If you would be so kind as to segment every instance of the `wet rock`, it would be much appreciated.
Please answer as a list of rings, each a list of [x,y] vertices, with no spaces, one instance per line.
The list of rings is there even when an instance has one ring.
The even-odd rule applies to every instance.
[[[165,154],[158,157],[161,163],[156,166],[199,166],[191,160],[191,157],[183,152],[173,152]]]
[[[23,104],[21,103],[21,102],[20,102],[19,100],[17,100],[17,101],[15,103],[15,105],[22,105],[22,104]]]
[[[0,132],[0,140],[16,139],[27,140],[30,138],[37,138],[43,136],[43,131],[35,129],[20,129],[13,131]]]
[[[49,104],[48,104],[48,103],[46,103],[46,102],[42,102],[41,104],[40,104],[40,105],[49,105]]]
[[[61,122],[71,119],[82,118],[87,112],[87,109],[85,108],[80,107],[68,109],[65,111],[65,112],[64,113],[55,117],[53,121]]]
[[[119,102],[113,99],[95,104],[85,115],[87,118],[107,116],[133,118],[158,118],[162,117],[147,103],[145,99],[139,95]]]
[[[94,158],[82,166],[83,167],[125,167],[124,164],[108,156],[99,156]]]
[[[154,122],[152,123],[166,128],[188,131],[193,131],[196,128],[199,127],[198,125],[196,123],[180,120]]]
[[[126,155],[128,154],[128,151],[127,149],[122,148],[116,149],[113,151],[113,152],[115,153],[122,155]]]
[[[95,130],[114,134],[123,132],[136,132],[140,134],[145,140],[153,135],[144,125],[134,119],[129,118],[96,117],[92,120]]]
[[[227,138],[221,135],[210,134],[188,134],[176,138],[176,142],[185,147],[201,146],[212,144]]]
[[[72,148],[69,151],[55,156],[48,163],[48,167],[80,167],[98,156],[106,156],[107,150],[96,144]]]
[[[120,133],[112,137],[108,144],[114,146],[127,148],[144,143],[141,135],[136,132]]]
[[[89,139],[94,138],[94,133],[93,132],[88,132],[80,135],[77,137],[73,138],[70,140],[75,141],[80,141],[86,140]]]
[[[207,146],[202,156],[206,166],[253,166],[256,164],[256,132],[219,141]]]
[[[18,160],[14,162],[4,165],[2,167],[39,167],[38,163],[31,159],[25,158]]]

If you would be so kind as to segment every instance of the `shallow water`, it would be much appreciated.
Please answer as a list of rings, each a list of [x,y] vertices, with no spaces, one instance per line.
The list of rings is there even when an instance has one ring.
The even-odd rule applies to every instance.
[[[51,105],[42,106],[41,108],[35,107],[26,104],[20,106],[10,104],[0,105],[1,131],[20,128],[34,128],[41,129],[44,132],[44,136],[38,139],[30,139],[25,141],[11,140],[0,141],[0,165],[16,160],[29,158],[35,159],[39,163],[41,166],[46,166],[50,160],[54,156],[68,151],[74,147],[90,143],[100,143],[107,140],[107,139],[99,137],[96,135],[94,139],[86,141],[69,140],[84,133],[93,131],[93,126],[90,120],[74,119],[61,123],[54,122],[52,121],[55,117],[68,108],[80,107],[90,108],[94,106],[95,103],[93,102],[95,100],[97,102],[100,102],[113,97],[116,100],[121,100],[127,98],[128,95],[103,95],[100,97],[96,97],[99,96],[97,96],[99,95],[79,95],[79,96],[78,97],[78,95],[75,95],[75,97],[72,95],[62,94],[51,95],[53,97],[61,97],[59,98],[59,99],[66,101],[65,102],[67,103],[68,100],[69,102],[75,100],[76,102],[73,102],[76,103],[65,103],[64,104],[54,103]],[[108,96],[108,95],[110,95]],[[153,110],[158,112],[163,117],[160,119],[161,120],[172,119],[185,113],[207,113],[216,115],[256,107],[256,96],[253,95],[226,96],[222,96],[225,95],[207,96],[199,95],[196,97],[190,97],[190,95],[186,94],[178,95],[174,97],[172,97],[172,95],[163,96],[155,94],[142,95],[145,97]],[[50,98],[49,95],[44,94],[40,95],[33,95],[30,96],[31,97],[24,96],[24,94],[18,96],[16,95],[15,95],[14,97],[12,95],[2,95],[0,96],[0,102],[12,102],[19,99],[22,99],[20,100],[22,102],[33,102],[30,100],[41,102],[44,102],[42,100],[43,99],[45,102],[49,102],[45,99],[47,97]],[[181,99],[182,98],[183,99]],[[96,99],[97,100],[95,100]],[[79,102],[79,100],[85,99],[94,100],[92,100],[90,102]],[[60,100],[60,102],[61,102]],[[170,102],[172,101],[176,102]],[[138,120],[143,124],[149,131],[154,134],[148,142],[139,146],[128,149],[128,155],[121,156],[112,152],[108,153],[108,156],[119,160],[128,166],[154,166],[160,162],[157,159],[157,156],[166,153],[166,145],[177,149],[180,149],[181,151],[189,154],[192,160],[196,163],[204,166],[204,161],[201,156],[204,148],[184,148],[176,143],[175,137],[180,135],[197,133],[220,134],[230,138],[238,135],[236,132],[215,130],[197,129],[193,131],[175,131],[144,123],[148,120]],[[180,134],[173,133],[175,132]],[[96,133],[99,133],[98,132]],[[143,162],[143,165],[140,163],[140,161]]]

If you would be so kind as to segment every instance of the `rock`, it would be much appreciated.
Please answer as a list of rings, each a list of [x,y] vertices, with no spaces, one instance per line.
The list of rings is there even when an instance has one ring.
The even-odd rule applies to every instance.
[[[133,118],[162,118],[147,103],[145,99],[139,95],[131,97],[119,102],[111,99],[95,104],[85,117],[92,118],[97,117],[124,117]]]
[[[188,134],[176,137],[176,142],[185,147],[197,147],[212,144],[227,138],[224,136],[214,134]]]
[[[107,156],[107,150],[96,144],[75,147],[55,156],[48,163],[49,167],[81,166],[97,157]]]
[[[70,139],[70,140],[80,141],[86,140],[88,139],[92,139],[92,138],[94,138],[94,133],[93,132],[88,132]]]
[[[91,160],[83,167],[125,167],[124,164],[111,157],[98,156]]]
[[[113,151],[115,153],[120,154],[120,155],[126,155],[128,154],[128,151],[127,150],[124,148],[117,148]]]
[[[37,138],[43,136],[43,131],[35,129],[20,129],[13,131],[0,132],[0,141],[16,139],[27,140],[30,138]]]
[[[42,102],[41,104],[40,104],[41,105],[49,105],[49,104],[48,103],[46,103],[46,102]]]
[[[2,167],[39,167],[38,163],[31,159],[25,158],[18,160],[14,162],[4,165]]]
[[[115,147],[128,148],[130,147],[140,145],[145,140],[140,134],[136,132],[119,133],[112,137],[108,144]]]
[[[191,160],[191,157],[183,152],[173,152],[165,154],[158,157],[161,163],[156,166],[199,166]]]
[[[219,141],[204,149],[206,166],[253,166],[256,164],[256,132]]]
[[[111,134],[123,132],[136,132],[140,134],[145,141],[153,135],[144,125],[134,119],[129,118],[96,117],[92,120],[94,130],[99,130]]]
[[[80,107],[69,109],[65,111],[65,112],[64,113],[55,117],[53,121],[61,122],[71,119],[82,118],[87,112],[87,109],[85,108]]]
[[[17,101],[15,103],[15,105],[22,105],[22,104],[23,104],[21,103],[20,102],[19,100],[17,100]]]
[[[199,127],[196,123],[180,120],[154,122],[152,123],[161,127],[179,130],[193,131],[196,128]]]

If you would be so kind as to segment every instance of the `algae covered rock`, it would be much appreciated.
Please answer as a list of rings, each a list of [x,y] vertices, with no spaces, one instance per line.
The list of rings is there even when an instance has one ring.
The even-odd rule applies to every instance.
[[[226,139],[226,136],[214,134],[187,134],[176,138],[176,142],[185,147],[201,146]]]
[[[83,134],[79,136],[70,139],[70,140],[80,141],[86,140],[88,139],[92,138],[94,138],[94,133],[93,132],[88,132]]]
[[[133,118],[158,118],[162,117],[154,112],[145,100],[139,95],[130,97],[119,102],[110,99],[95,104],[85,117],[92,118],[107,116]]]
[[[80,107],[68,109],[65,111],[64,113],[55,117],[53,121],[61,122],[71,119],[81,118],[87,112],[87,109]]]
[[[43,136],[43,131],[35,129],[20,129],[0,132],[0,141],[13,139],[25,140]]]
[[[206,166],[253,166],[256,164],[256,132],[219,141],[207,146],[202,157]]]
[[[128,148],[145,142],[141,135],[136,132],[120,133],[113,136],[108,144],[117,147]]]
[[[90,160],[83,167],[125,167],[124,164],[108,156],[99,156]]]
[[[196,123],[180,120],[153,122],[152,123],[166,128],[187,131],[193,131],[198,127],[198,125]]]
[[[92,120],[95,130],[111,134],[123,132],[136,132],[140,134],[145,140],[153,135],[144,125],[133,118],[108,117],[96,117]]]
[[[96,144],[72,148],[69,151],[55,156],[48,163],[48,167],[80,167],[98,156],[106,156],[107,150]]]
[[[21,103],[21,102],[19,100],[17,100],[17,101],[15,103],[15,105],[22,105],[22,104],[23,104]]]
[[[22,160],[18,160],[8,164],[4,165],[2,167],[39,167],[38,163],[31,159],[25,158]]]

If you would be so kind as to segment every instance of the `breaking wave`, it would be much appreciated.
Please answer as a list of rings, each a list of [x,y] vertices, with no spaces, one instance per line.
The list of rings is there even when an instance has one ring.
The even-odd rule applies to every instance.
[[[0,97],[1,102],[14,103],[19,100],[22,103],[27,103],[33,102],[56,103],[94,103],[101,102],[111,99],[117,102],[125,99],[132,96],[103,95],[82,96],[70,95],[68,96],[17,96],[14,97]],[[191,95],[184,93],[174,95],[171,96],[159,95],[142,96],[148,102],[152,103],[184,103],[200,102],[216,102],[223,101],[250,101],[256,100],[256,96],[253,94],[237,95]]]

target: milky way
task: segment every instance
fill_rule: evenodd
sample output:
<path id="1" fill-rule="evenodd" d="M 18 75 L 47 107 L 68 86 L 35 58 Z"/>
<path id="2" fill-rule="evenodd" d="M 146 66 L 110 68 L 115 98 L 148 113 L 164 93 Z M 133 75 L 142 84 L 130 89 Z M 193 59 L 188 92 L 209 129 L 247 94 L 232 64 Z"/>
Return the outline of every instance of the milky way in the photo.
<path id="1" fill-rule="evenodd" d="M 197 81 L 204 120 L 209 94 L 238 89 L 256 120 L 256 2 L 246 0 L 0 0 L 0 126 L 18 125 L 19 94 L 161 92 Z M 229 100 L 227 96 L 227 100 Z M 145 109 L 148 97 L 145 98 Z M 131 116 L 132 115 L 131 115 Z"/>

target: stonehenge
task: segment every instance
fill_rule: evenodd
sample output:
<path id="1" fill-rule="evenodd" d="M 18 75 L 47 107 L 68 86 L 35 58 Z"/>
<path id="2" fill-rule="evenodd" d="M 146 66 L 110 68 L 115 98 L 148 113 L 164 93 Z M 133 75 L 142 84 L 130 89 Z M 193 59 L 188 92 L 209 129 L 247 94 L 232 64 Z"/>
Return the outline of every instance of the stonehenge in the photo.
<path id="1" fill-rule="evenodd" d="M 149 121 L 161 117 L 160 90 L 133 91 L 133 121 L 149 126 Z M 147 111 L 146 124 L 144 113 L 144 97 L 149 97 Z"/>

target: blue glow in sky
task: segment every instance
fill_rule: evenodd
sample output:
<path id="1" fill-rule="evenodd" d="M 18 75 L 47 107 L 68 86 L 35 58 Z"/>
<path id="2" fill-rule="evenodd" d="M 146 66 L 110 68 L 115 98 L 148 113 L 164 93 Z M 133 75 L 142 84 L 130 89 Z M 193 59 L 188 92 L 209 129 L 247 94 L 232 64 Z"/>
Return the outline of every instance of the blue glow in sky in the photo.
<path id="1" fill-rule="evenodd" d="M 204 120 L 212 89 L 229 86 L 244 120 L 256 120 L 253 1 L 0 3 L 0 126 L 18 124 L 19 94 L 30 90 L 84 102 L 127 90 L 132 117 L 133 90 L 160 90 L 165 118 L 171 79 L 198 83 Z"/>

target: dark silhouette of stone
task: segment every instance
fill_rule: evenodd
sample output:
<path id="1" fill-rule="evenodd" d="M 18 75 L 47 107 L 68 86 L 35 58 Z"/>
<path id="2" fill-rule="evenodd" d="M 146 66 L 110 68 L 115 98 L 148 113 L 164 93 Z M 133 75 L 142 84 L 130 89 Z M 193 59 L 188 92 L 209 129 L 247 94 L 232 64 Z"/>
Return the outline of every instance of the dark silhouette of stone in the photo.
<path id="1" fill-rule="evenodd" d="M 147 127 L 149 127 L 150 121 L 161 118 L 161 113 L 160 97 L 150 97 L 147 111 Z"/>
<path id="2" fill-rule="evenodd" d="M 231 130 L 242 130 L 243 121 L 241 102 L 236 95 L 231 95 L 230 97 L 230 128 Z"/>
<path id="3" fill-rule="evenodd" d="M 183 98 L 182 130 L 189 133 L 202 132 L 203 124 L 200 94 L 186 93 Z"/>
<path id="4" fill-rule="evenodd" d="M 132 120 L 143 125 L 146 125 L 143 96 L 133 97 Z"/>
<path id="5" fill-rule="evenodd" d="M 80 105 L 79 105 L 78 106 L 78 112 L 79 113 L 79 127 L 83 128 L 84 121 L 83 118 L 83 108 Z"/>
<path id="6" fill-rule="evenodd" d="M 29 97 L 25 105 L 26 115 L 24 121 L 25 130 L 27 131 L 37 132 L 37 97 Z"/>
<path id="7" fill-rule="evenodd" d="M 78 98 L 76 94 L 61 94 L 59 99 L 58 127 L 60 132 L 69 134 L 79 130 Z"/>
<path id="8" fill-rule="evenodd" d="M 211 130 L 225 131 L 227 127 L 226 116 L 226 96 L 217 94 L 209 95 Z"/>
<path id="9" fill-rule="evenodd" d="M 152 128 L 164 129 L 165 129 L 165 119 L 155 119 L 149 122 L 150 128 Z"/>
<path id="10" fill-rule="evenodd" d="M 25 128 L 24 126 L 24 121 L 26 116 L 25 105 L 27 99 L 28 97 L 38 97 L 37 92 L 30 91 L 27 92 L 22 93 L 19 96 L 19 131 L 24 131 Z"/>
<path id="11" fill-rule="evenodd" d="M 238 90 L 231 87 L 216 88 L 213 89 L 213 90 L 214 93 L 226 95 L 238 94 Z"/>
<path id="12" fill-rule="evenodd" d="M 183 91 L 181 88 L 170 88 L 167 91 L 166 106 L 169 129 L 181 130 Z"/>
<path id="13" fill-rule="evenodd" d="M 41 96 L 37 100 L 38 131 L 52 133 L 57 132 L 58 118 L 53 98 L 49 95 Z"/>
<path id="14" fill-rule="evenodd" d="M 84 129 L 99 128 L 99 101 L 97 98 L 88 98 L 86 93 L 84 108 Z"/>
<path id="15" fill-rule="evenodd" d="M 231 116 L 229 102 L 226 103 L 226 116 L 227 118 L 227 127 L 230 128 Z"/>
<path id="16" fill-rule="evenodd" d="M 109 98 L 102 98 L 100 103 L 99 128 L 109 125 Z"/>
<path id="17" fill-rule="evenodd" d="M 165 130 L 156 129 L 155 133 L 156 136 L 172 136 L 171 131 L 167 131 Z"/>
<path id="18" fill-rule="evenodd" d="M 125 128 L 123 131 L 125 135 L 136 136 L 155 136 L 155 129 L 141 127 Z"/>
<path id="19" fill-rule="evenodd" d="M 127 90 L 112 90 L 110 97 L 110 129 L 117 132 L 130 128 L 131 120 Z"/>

◇ ◇ ◇ ◇ ◇

TASK PROMPT => Reproduce the lines from the one containing "target: dark silhouette of stone" through the one containing "231 130 L 242", both included, with "stone" changed to "rock" and nothing else altered.

ANSWER TO THIS EXERCISE =>
target: dark silhouette of rock
task: segment every instance
fill_rule: evenodd
sample output:
<path id="1" fill-rule="evenodd" d="M 18 75 L 47 107 L 68 86 L 35 58 Z"/>
<path id="2" fill-rule="evenodd" d="M 146 66 L 110 68 L 115 98 L 148 113 L 164 93 Z M 133 75 L 142 84 L 130 89 Z M 193 59 L 188 92 L 209 129 L 247 94 L 232 64 Z"/>
Return the outline of every instance of the dark silhouette of rock in the photo.
<path id="1" fill-rule="evenodd" d="M 147 127 L 149 127 L 150 121 L 161 118 L 161 113 L 160 97 L 150 97 L 147 111 Z"/>
<path id="2" fill-rule="evenodd" d="M 231 130 L 242 130 L 243 121 L 241 102 L 236 95 L 231 95 L 230 97 L 230 128 Z"/>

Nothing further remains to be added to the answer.